***** EXTRACTED TEXT

In his series latest incarnation, And Then One Day #6 — The Autobiographical Documentary, Claytor organized a series of isolated interviews with various people in his life, which he then transcribed into comic book form. Readers of Claytor's work are consistently treated to his thoughtful and entertaining personal anecdotes immaculately packaged with a designer's eye for production detail.

During the summer of 2007, Claytor will embark on the most ambitious tour ever organized by a self-publishing comic book artist. (Claytor says on his website about this claim, "I haven't had anyone contest it yet."). This North American In-Store Signing Tour will take Claytor to 18 states and two Canadian provinces where he will sign, speak and hold art exhibitions at 50 different museums, bookstores, libraries and comic book specialty shops. He comes to Chicagoland this weekend, appearing at Quimby's Friday, June 15, at 7pm, and then in Evanston at Comix Revolution Saturday, June 16, from 1 to 3pm.

For more information about Ryan Claytor or any of his work, visit his website, ElephantEater.com.

Q: Self-publishing is an art unto itself, no doubt, and I imagine this could especially be the case if the self-publisher has his or her eyes on making some money back. One has to become quite imaginative when the machinery of marketing and publicity are not already decided upon. After the images and words are put on the page, and after the book comes back from the printer, where do you find excitement in self-publishing?

Claytor: I know cartooning seems like a pretty hermetic lifestyle, and it is, but that's what makes promotion even more enjoyable for me. I really like interacting with people. I love finding out what sort of comics, narratives, and storytelling they are interested in, and chatting about not just my comics, but comics in general. So once the book is done, I actually look forward to business aspects of self-publishing (distribution, conventioneering, retailer/reader/artist interaction, critic/reviewer discussion, etc.). All that is exciting to me, as well.

**********

— DIRECTIONS —
1/ Could you reproduce the Ryan Claytor article between "During the summer" and "from 1 to 3pm.", inclusive?
2/ Can you condense the paragraph of the Ryan Claytor article that begins "During the summer of 2007" into a short bulleted list of its main facts?
3/ Can you continue the Ryan Claytor article from the point where it stops?
The listing after the Ryan Claytor article isn't needed for anything here.

***** RECORDED INFORMATION

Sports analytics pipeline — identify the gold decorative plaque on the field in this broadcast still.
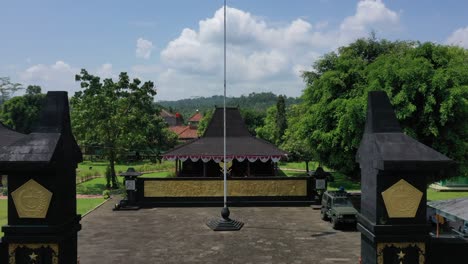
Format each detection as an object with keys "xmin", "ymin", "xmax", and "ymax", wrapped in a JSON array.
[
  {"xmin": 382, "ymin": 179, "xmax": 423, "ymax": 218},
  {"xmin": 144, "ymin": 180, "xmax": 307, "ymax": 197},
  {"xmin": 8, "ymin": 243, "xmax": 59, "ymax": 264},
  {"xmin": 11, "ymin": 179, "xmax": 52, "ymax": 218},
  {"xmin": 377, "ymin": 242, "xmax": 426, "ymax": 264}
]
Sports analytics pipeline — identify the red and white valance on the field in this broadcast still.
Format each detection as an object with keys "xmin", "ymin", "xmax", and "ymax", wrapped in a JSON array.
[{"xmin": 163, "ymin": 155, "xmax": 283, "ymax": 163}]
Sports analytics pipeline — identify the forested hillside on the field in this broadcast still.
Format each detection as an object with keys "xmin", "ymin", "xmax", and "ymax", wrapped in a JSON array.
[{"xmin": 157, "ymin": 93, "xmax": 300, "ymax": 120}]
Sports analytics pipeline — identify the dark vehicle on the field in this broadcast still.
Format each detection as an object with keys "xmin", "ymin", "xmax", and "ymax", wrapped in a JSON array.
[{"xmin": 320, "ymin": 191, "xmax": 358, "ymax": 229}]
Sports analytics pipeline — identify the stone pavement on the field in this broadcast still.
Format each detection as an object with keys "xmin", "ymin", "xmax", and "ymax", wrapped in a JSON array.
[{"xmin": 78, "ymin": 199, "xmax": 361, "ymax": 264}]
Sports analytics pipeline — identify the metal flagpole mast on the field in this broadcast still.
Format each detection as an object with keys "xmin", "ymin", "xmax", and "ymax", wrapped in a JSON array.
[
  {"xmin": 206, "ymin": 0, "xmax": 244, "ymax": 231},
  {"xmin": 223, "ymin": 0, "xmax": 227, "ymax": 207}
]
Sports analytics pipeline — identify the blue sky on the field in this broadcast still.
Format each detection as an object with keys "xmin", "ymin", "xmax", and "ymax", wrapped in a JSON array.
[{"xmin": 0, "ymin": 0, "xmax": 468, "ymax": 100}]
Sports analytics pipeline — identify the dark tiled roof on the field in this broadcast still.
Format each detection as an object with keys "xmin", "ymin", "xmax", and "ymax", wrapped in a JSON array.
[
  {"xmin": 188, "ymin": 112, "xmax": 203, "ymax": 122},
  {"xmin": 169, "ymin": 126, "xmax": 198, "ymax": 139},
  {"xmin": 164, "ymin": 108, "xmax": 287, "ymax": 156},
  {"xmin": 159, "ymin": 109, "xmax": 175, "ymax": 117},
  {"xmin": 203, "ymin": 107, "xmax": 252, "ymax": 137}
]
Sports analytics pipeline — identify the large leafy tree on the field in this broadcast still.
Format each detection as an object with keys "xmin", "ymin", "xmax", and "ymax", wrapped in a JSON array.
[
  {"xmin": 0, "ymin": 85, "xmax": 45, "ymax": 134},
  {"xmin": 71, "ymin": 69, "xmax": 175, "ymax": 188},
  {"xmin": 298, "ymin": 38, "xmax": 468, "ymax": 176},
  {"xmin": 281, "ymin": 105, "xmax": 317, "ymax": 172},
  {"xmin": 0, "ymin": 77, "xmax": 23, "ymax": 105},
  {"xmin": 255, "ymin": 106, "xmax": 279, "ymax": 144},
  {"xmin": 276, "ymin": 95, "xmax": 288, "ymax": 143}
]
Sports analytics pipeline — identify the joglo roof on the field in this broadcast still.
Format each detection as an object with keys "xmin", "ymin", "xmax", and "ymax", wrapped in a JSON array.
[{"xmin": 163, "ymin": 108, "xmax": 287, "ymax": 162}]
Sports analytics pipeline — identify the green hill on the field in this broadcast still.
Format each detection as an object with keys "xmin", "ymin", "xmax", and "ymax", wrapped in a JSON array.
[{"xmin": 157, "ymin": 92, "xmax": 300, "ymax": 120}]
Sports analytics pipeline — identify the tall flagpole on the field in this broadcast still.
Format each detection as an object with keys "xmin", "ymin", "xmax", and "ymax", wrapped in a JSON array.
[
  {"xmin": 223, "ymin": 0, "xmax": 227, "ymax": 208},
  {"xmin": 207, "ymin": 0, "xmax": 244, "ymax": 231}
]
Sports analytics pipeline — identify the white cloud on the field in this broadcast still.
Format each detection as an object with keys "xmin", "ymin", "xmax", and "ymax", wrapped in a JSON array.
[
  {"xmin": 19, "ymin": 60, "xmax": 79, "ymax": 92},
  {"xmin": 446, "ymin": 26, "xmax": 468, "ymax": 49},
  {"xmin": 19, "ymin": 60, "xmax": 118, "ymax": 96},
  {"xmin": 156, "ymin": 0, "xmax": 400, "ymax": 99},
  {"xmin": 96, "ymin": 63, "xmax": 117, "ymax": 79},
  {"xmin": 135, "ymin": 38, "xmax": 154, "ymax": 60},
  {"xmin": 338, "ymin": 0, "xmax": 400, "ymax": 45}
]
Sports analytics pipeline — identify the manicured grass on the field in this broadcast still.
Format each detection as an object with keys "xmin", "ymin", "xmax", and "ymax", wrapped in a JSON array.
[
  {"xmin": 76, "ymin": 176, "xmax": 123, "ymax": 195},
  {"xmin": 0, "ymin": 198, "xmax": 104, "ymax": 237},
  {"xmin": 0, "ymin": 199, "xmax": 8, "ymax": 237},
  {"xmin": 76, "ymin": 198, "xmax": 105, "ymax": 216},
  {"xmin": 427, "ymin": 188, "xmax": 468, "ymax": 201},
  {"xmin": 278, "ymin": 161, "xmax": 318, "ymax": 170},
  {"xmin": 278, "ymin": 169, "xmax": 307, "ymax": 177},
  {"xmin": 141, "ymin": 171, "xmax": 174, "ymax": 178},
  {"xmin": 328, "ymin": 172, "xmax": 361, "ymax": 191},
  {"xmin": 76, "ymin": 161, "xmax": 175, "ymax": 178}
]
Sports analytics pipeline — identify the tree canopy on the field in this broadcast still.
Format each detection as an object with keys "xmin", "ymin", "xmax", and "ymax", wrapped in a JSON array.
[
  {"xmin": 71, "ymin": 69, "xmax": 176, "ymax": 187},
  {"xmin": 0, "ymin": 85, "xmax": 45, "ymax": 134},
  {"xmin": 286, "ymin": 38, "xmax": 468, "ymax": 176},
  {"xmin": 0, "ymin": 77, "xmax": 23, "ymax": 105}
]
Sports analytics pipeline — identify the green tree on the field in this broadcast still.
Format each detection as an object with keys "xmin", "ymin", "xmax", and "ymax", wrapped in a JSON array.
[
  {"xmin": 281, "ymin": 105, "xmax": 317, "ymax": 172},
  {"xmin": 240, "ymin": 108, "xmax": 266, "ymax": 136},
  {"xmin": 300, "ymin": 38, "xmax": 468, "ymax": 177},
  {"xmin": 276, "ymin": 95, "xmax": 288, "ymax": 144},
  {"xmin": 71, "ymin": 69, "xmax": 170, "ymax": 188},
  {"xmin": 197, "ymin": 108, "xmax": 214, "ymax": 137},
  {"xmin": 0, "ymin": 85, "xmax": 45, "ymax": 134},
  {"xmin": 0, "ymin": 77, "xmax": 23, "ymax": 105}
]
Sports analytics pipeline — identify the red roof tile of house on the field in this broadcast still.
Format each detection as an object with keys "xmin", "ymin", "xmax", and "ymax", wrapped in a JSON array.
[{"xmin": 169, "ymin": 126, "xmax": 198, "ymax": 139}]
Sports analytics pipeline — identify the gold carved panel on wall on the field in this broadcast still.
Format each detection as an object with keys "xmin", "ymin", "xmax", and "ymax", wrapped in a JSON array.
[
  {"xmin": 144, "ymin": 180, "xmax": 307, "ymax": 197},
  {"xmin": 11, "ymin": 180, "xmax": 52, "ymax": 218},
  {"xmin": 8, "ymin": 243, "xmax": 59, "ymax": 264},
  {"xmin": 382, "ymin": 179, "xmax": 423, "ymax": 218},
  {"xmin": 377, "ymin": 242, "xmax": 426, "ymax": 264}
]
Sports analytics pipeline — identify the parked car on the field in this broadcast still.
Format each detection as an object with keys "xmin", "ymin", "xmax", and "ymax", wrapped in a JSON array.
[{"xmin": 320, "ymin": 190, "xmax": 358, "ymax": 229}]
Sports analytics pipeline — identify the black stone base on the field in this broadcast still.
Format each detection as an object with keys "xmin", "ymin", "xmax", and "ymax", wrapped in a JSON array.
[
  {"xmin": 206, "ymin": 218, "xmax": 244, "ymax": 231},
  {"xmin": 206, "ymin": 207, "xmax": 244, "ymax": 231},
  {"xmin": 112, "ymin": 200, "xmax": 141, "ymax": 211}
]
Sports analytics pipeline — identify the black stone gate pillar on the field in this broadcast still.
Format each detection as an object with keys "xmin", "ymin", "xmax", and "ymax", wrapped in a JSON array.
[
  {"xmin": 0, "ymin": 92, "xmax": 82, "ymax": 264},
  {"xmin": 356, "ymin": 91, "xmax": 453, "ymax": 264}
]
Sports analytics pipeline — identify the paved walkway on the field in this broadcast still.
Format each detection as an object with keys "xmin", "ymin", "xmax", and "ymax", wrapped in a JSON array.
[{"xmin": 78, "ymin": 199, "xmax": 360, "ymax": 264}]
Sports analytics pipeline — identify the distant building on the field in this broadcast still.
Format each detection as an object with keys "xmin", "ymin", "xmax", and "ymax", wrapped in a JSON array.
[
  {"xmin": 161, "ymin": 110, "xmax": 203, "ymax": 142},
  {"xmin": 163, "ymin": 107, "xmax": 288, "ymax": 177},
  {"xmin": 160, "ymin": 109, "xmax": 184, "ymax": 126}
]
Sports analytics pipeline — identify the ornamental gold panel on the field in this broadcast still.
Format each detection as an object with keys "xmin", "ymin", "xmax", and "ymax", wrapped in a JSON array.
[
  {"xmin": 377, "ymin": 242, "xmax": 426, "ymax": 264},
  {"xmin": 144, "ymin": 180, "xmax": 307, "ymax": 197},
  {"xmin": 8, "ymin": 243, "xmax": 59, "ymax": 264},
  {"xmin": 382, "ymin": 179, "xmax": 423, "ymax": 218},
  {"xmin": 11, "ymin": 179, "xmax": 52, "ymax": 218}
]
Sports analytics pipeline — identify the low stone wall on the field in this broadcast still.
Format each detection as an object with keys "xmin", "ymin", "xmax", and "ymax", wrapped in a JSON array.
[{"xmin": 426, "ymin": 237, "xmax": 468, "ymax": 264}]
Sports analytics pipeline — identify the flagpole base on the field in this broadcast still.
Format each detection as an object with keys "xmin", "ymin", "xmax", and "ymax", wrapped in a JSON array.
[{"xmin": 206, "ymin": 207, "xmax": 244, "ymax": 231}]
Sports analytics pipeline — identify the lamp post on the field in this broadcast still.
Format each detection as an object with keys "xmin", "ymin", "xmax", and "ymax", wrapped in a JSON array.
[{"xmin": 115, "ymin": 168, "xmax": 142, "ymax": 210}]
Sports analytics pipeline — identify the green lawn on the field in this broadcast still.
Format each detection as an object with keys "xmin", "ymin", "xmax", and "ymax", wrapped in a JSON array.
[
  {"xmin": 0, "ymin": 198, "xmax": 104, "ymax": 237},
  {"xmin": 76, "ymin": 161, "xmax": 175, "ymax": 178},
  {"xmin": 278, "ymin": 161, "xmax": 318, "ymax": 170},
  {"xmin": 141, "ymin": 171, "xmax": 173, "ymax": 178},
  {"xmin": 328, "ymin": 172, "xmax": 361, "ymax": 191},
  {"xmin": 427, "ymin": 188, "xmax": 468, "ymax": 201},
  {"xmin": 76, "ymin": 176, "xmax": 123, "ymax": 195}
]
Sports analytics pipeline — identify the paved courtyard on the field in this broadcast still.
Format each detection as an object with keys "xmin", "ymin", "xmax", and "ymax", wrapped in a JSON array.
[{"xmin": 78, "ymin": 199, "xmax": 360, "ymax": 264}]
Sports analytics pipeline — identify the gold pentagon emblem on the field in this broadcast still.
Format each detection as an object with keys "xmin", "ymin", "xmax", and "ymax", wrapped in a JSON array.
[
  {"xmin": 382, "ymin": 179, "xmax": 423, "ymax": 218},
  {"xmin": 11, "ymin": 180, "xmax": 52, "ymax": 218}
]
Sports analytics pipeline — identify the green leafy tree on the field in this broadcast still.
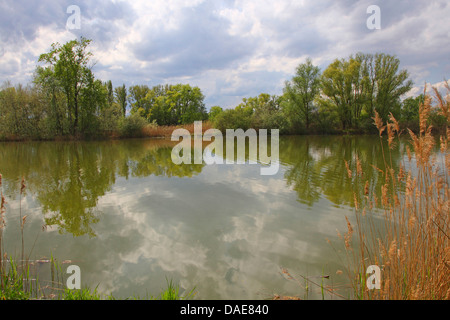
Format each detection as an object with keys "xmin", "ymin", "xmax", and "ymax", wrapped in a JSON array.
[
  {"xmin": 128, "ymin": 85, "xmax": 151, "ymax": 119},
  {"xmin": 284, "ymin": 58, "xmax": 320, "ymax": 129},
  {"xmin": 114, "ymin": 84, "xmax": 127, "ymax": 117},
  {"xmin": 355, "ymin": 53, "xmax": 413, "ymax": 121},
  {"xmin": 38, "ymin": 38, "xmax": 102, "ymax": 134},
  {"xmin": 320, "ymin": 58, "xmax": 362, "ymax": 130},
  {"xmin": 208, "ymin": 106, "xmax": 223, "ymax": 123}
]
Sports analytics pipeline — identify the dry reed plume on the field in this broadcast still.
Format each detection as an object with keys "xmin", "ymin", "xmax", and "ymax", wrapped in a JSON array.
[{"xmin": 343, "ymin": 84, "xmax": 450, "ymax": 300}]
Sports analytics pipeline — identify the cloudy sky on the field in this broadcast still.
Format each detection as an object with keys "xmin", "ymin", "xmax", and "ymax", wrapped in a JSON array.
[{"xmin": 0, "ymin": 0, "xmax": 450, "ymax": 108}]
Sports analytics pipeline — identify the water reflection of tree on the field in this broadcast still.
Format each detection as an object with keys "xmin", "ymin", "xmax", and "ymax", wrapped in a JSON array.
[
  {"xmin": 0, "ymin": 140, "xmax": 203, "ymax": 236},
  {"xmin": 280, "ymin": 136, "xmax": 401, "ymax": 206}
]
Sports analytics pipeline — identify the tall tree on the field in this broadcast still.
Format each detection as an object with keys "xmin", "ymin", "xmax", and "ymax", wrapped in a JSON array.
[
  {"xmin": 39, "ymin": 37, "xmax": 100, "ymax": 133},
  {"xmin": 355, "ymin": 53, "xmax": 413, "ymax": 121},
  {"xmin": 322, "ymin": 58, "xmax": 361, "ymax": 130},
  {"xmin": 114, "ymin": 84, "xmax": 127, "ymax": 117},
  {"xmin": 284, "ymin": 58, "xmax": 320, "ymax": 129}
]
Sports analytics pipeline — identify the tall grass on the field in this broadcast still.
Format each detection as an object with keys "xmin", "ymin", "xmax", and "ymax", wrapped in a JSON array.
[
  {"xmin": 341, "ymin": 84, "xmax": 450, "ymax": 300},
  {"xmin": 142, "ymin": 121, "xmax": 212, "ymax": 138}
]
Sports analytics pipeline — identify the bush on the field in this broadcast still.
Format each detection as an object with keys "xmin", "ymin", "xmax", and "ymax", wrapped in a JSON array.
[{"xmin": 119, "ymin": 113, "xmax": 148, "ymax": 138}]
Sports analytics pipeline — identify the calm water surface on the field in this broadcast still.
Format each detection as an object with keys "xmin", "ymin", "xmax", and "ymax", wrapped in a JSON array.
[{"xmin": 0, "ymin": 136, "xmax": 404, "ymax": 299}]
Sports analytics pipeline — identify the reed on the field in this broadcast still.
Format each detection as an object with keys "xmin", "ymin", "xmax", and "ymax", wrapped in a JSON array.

**********

— FINAL ANSWERS —
1/
During the summer of 2007, Claytor will embark on the most ambitious tour ever organized by a self-publishing comic book artist. (Claytor says on his website about this claim, "I haven't had anyone contest it yet."). This North American In-Store Signing Tour will take Claytor to 18 states and two Canadian provinces where he will sign, speak and hold art exhibitions at 50 different museums, bookstores, libraries and comic book specialty shops. He comes to Chicagoland this weekend, appearing at Quimby's Friday, June 15, at 7pm, and then in Evanston at Comix Revolution Saturday, June 16, from 1 to 3pm.

2/
- In summer 2007, Claytor will go on what is described as the most ambitious tour ever organized by a self-publishing comic book artist. He notes that no one has contested the claim yet.
- His North American In-Store Signing Tour covers 18 states and two Canadian provinces.
- He will sign, speak and hold art exhibitions at 50 museums, bookstores, libraries and comic book specialty shops.
- He will be in Chicagoland this weekend:
  - Quimby's on Friday, June 15, at 7pm
  - Comix Revolution in Evanston on Saturday, June 16, from 1 to 3pm

3/
Q: For better or for worse, editors have and continue to play an important, and at times a necessary, role in the cultivation of an idea and motivation. How have you made up for the "outside" objective eye you would have gazing over your work if you were with an established publisher? Do you have a process in place to make up for the absence of this eye? Or, is this the beauty of self-publishing — the cutting out of the objective eye?

Claytor: I think it is a mistake to cut out this "objective eye." When people make art "just for themselves" I think they are doing us all a disservice. In my opinion, art should be something that conveys an idea, message or feeling, and if your initial manifestation of that intended message is not received accurately by your reader/viewer, then you (as the artist) are not accomplishing what you set out to do.

I always show my work to as many people as possible for "outside" feedback. This is critical to having a greater understanding of your work. After an artist spends hours upon hours with a project it is especially difficult to step away and see it objectively. Honest friends, artist and colleagues can aid in this processes. I think the benefit to self-publishing is that you, the artist/editor-in-chief/publisher, have the final decision on any changes to be made.

Q: Self-publishing could be a lonely venture, leaving the self-publisher alone to shoulder the sales, the lack of sales, the reviews or lack of reviews, etc. Have you found any longing with Elephant Eater Comics to collaborate with another artist or writer?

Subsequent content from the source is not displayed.